START PROVIDED ENTRIES

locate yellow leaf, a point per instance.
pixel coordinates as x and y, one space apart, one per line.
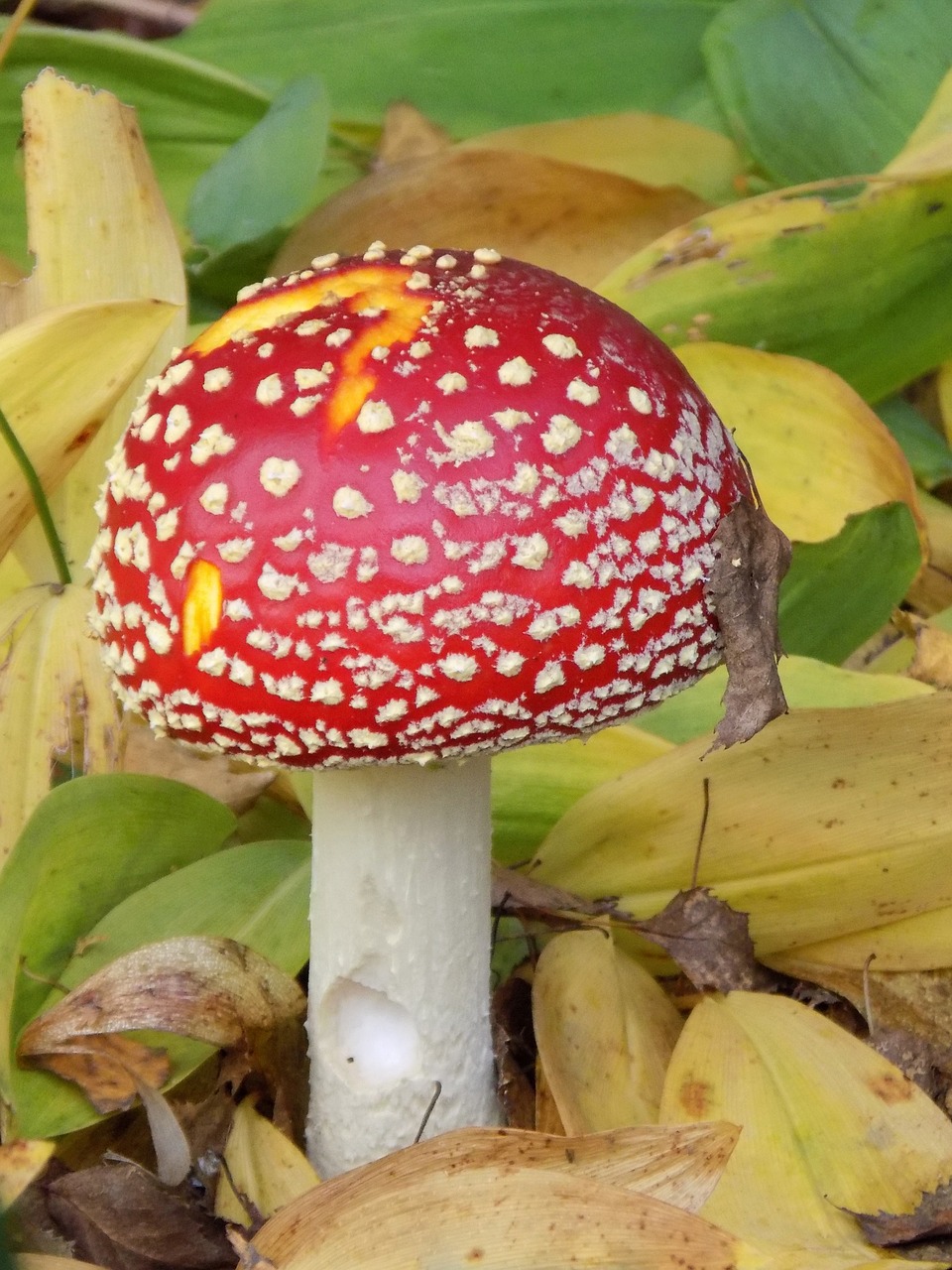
826 824
51 679
825 1124
60 376
929 148
918 943
576 221
817 452
99 231
264 1165
604 1033
653 149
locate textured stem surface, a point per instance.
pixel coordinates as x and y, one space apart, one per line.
400 951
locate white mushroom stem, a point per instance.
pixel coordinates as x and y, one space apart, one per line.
400 957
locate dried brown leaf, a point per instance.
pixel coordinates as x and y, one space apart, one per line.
708 940
211 989
408 135
109 1070
932 1219
515 1044
753 556
574 220
503 1198
123 1218
932 661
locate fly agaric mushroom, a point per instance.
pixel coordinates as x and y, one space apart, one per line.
386 517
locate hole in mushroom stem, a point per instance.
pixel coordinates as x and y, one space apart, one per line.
375 1039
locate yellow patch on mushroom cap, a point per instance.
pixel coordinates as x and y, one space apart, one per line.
200 611
402 314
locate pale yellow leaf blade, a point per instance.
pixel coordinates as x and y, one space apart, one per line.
826 1123
604 1032
716 1074
51 675
60 376
502 1215
21 1164
817 452
99 230
929 146
266 1166
918 943
803 824
653 149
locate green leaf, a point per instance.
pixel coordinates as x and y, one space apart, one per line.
815 89
535 785
927 452
841 592
860 284
268 178
243 206
257 894
471 64
89 844
809 685
189 113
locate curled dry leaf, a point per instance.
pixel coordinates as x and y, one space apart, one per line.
506 1198
753 556
109 1070
932 659
801 824
576 221
515 1048
708 940
211 989
604 1032
409 134
121 1216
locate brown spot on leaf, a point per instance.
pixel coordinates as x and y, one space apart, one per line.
694 1098
892 1087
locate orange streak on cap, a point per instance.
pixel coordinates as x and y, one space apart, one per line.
281 307
400 318
200 611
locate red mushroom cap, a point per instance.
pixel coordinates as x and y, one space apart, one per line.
411 507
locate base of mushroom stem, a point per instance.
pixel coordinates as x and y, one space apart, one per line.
400 959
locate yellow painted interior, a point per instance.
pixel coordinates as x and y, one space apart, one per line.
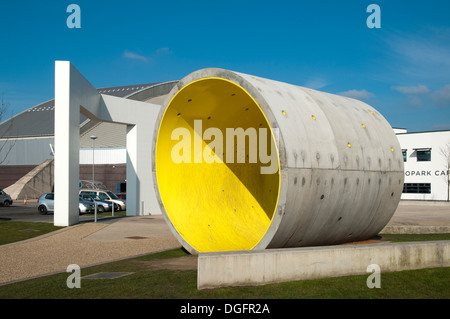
215 206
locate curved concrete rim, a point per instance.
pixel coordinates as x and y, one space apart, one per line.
256 95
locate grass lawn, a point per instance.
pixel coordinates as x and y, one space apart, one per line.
145 282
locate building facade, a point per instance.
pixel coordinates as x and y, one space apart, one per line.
426 157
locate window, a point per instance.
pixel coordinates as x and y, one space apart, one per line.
50 196
423 155
417 188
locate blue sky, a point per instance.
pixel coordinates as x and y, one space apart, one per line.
402 69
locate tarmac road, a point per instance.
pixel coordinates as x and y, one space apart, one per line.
29 213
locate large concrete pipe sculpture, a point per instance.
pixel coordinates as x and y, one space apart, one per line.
241 163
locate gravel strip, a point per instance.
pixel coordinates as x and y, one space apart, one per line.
52 254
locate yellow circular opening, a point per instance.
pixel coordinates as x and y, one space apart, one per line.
217 166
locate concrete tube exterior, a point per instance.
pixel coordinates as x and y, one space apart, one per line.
338 176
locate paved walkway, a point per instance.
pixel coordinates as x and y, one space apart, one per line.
91 243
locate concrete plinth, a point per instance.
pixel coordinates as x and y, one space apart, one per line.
247 268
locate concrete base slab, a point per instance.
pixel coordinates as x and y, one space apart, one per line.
248 268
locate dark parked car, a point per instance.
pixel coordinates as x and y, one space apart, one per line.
102 205
5 199
46 203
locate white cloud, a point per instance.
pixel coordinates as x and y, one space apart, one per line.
134 56
418 89
163 50
442 96
357 94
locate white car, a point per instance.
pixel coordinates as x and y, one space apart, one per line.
5 199
46 203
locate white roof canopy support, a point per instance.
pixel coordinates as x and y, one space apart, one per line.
74 94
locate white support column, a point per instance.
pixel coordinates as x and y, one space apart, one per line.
74 94
67 144
133 189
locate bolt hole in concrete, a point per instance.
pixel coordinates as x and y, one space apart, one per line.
193 190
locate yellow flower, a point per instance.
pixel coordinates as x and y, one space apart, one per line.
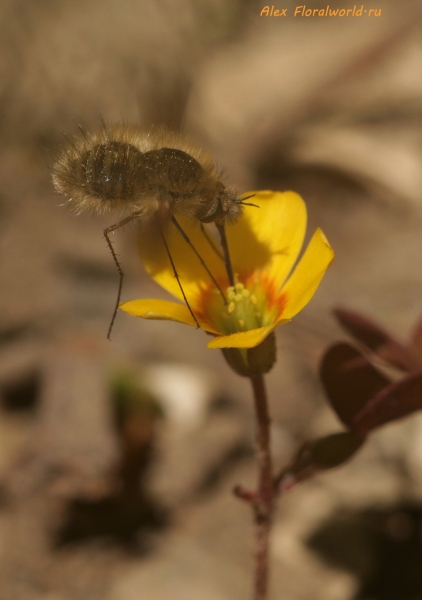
269 289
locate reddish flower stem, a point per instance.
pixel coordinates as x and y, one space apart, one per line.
263 501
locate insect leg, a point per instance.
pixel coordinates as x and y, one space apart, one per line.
177 278
225 246
211 243
119 268
201 260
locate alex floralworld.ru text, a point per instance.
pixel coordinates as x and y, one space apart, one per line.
327 11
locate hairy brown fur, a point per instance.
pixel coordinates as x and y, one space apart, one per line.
149 172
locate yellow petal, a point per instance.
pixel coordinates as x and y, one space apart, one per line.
306 277
163 310
192 274
245 339
268 238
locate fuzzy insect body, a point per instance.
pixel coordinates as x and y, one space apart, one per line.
154 174
148 173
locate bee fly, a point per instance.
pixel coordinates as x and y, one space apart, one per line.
155 174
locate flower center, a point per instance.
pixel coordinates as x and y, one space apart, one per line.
248 307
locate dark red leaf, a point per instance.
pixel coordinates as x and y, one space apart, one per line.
333 450
377 340
394 402
349 380
417 337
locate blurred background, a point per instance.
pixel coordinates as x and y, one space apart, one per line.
117 459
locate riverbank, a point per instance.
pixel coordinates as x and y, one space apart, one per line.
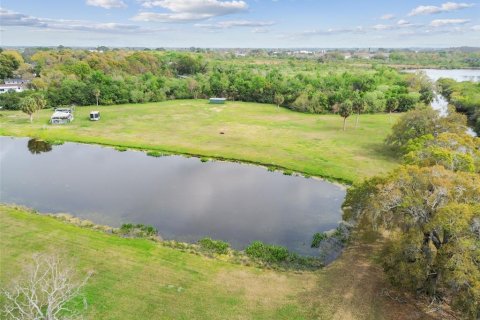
314 145
180 285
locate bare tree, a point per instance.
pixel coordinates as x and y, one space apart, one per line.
44 290
96 93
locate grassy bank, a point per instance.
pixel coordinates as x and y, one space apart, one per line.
140 279
257 133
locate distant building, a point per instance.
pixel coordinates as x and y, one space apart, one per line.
62 116
11 88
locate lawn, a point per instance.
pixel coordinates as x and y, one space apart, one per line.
257 133
141 279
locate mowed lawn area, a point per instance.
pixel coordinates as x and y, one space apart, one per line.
258 133
141 279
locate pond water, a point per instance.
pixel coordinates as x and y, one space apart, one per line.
182 197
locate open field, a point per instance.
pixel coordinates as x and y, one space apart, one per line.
257 133
140 279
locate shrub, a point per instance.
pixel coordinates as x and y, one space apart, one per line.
155 154
216 246
268 253
138 230
317 239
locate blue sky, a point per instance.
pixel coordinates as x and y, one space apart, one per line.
240 23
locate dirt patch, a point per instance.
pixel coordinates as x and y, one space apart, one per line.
266 288
354 287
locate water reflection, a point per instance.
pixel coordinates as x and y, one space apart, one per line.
36 146
183 198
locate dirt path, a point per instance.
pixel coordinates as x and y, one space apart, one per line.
354 287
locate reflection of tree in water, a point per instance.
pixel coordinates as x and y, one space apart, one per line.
38 146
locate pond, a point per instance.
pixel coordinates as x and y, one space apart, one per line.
184 198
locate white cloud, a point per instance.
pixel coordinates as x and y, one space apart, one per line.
107 4
12 18
260 30
234 23
382 27
189 10
445 7
387 16
446 22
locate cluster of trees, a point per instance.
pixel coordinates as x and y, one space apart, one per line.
430 208
9 62
465 96
81 77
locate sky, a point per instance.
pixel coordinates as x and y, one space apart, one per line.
240 23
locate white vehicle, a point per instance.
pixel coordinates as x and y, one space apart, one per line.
62 116
94 115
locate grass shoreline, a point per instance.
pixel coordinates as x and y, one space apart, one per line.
337 181
182 285
312 145
295 262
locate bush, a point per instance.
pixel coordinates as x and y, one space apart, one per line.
156 154
317 239
268 253
138 230
216 246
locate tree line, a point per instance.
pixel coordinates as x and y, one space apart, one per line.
429 210
80 77
465 96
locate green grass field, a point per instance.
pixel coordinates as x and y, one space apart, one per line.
141 279
258 133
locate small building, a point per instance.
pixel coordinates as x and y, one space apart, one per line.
94 115
62 116
10 87
217 100
14 85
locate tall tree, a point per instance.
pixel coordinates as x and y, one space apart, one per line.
359 105
345 110
96 93
392 105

END PROVIDED ENTRIES

### TASK REQUIREMENTS
The answer should be the records above, unchanged, with the pictures omitted.

### ANSWER TO THIS TASK
locate yellow leaf, a point per instance.
pixel coordinates as x and y, one space apart, one per line.
826 824
51 679
825 1124
60 376
929 148
918 943
576 221
817 452
99 231
264 1165
604 1033
653 149
locate textured stem surface, a point per instance.
pixel coordinates as x and y, one space apart, one per line.
400 951
locate white mushroom stem, a point per instance.
pixel coordinates as x and y, one space apart, one per line.
400 957
locate dried brown leaf, a point per instance.
pixel coordinates as x and y, one space apart, one per line.
708 940
211 989
408 135
109 1070
932 1219
515 1044
753 556
574 220
503 1198
123 1218
932 661
locate fly agaric mushroom, a point per instance.
pixel coordinates as x and y, one space apart, one per line.
386 517
locate hole in mushroom stem, a point per instance.
pixel coordinates as x and y, one space apart, one per line.
375 1039
locate yellow patch on mushroom cap, a point per instance.
pixel coordinates as x and y, one space apart, one per line.
200 611
402 314
locate pale yellow leaf blade, a point per instance.
pixel coordinates as x and y, one space apart, one per line.
826 1123
604 1032
716 1074
51 675
60 376
502 1215
21 1164
817 452
99 230
929 146
266 1166
918 943
803 824
653 149
locate green leaf, a point per instance.
pixel coordinates as x and y, one space apart, one per line.
815 89
535 785
927 452
841 592
860 284
268 178
243 206
257 894
471 64
89 844
809 685
189 113
locate curled dry leaf, a point per instance.
pixel coordinates as x and y, one space apart, one per line.
506 1198
753 556
109 1070
932 659
801 824
576 221
515 1048
708 940
211 989
604 1032
409 134
121 1216
locate brown spot on leaf, a point per instance.
pixel coordinates as x and y, one space apart, one per line.
694 1098
892 1087
locate orange streak on cap, a point per instance.
pixel coordinates as x and y, one space apart, one per line.
281 307
400 318
200 611
locate red mushroom cap, a point per instance.
pixel coordinates as x and y, one space apart, one per line.
411 507
locate base of mushroom stem, a point per instance.
pixel coordinates as x and y, one space apart, one per line.
400 959
locate yellow painted interior, a point per instance.
pixel coordinates as x and y, one space apart, one per line.
215 206
locate curved concrete rim, a point per instance.
pixel coordinates as x and y, one space apart, one per line.
256 95
locate grass lawn, a point per instance.
pixel coordinates as x and y, one space apart, one per line.
145 282
locate building facade, a point per instance.
pixel coordinates as x and y, one space apart, one per line.
426 157
locate window, a point per instance.
pixel coordinates as x and y, one space apart, one per line.
50 196
423 155
417 188
locate blue sky, a point per instance.
pixel coordinates as x and y, one space apart, one per line.
402 69
locate tarmac road, a point per instance.
pixel coordinates as x and y, one space apart, one per line.
29 213
locate large concrete pipe sculpture, a point per instance.
pixel coordinates as x and y, one space apart, one per line.
241 163
locate gravel strip, a point per instance.
pixel coordinates as x and y, one space apart, one per line.
52 254
locate yellow circular opening, a point per instance.
pixel coordinates as x and y, one space apart, one per line.
217 166
locate concrete tube exterior, a point per instance.
pixel coordinates as x and y, one space apart, one per line.
338 176
locate paved walkway, a point per instance.
pixel coordinates as x and y, one space apart, one per line.
91 243
locate concrete plinth, a point per instance.
pixel coordinates as x and y, one space apart, one per line.
247 268
locate concrete base slab, a point per instance.
pixel coordinates as x and y, one space apart, one per line.
248 268
locate dark parked car, a point per instance.
pixel coordinates as x and y, one space apart, one per line.
102 205
5 199
46 203
locate white cloud, a point per instance.
pixel coordinates as x and y, one space apart, one per line.
134 56
418 89
163 50
442 96
357 94
locate white car, a point per instance.
pixel coordinates as x and y, one space apart, one per line.
5 199
46 203
locate white roof canopy support, a point per instance.
pixel coordinates as x and y, one space apart, one per line.
74 94
locate white support column, a point per instance.
pixel coordinates as x and y, one space apart, one per line.
74 94
67 144
133 189
locate bolt hole in concrete, a point per instance.
pixel coordinates as x and y, one space apart, one per line.
193 190
locate yellow flower, a point per instance.
pixel coordinates as x and y, one space apart, one per line.
269 289
locate reddish flower stem, a point per instance.
pixel coordinates as x and y, one space apart, one per line.
263 501
locate insect leg, a point per instance.
pixel coordinates as x and y, one space apart, one per line.
177 278
225 246
211 243
119 268
201 260
locate alex floralworld.ru text, a point per instance.
pixel coordinates as x and y, one space apart, one per line.
327 11
locate hairy brown fur, a point per instance.
pixel coordinates as x and y, one space apart, one per line.
149 172
locate yellow petal, a point per instance.
pixel coordinates as x and y, one space apart, one per line.
306 277
163 310
192 274
245 339
268 238
locate fuzzy insect body, a point per instance.
pixel coordinates as x and y, one space apart, one per line.
154 174
148 173
locate bee fly, a point per instance.
pixel coordinates as x and y, one space apart, one per line.
155 174
locate flower center, a point per instance.
pixel coordinates as x and y, one space apart, one per line.
248 307
locate dark red leaf, a point per instance.
pixel coordinates as x and y, one space apart, one per line.
333 450
377 340
394 402
349 380
417 337
locate blurred background, a point per instance.
pixel coordinates as x and y, one space apart, one per line.
117 459
locate riverbank, a point per instance.
pixel coordinates as x and y, one space apart, one per line.
314 145
180 285
locate bare tree, a point per instance.
pixel coordinates as x and y, one space apart, one per line.
44 290
96 93
locate grassy bank, a point per instance.
pixel coordinates as x and y, one space apart, one per line.
140 279
257 133
locate distant building, a point per instance.
pixel coordinates as x and y, one space apart, one per line.
62 116
11 88
locate lawn, a point per instance.
pixel coordinates as x and y, one space apart, one per line.
257 133
141 279
locate mowed lawn area, a point per instance.
pixel coordinates as x and y, one space apart, one per line.
258 133
141 279
locate pond water, a point per instance.
pixel coordinates as x and y, one space apart, one per line.
182 197
locate open field, a point per instance.
pixel coordinates as x and y, one space apart, one per line.
257 133
140 279
locate shrub, a point per instance.
pixel coordinates as x and y, one space apart, one per line.
155 154
216 246
268 253
138 230
317 239
locate blue sky, a point per instance.
pixel coordinates as x and y, one space apart, one per line.
240 23
locate dirt patch, a point per instance.
pixel coordinates as x and y, one space apart, one per line.
266 288
354 287
locate water reflection, a point per instance.
pixel coordinates as x and y, one space apart, one per line.
36 146
183 198
locate dirt path, a point per instance.
pixel coordinates as x and y, one space apart, one per line.
354 287
locate reflection of tree in water, a point per instance.
pixel coordinates as x and y, one space apart, one per line.
38 146
locate pond, a point per instance.
pixel coordinates as x and y, one space apart, one per line.
184 198
locate white cloud, a point per instance.
pixel coordinates as x and y, one space apart, one per line.
107 4
12 18
260 30
234 23
382 27
189 10
445 7
387 16
446 22
locate cluster of trees, a point per instance.
pixel coordinates as x and y, one space apart, one per line.
430 208
9 62
465 96
81 77
locate sky, a point per instance.
pixel coordinates as x and y, one space apart, one per line.
240 23
locate white vehicle, a point per instance.
pixel coordinates as x and y, one space apart, one per line.
62 116
94 115
locate grass shoreline, a point per instance.
pixel coordinates as x and y, one space apart, one per line.
337 181
182 285
312 145
295 262
locate bush, a point per instance.
pixel coordinates as x and y, one space apart, one per line.
156 154
317 239
268 253
138 230
216 246
locate tree line, a point per instance.
pixel coordinates as x and y, one space apart, one per line.
429 210
80 77
465 96
locate green grass field, a point per instance.
pixel coordinates as x and y, one space apart, one per line.
141 279
258 133
locate small building, a point per instance.
pixel coordinates as x and y, one space apart, one per line.
94 115
62 116
10 87
217 100
14 85
locate tall tree, a point per instance.
pixel coordinates as x and y, one space apart, one per line.
359 105
345 110
96 93
392 105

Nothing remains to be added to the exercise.